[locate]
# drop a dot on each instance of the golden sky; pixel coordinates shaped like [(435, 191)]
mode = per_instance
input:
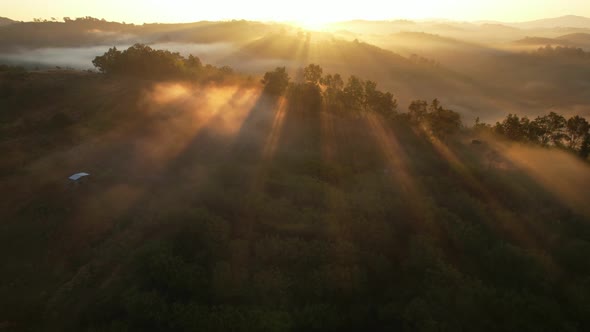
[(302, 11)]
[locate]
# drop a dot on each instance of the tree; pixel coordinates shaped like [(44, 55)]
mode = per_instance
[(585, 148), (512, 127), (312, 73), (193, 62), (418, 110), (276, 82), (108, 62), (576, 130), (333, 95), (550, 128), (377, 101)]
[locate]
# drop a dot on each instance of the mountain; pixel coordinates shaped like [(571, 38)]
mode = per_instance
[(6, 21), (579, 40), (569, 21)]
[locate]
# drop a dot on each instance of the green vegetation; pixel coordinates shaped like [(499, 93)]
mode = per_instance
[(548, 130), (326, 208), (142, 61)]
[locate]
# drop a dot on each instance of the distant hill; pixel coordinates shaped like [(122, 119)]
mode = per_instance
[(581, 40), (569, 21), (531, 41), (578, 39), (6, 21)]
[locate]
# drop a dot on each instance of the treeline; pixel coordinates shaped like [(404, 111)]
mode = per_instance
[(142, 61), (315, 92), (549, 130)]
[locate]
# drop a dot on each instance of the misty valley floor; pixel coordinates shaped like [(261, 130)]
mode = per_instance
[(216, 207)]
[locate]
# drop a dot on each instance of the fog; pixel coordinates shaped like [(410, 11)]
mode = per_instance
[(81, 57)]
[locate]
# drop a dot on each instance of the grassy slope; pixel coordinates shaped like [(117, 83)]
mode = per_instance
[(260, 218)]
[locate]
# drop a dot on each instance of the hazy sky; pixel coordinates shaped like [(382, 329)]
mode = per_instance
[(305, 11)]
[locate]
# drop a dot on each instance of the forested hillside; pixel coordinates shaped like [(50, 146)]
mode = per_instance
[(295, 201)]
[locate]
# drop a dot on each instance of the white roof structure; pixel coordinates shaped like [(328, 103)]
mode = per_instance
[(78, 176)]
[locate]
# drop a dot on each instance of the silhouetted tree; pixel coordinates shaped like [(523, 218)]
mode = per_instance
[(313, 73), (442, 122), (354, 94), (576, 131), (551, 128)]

TASK DESCRIPTION:
From the first line to the last, repeat the records exactly and skip the pictures.

RESPONSE AREA:
[locate]
# drop a dot on each instance of the golden sky; pixel coordinates shaped like [(435, 191)]
mode = per_instance
input:
[(302, 11)]
[locate]
# drop a dot on each instance of the tree; pixel coordinates shaped like [(44, 55)]
mode = per_instance
[(585, 148), (512, 127), (312, 73), (193, 62), (418, 110), (276, 82), (108, 62), (576, 130), (333, 95), (550, 128), (377, 101)]
[locate]
# drop a dot on each instance of the mountain; pixel coordinates shaped like [(571, 38)]
mode = per_instance
[(6, 21), (579, 40), (569, 21)]
[locate]
# drop a dot on each instance of the green vegetation; pixel coordinates shaped like [(499, 93)]
mode = per_instance
[(548, 130), (326, 208), (142, 61)]
[locate]
# drop a dot on each instance of the distant hill; pixel coordinates shaped like [(122, 119)]
mode = per_instance
[(581, 40), (569, 21), (531, 41), (578, 39), (6, 21)]
[locate]
# drop a dot on each instance of the treeline; pixel coordinates shaped like [(404, 111)]
mode = per_instance
[(142, 61), (315, 92), (549, 130)]
[locate]
# drop a dot on each instance of the misty valley floor; pixel coordinates shaped like [(261, 130)]
mode = per_instance
[(216, 207)]
[locate]
# drop a dot on each instance of the fog; pixel coordinates shaped like [(410, 11)]
mode = per_instance
[(81, 57)]
[locate]
# drop a dot on each instance of the grassy slope; pixel coordinates shaped like [(117, 83)]
mode = per_instance
[(260, 218)]
[locate]
# drop a dot on each instance of the hazy sky; pixel coordinates shaped like [(382, 329)]
mode = per_instance
[(305, 11)]
[locate]
# drop a dot on each instance of the forested hillside; pixel coordinates shaped like [(50, 146)]
mode = per_instance
[(295, 201)]
[locate]
# drop a dot on each instance of the white roof structure; pixel coordinates shaped like [(328, 103)]
mode = per_instance
[(78, 176)]
[locate]
# drop a dot on each instance of the silhouetted tree; pixel coordinates shaped like [(523, 218)]
mode = per_instance
[(313, 73), (442, 122), (354, 94), (576, 131), (551, 128)]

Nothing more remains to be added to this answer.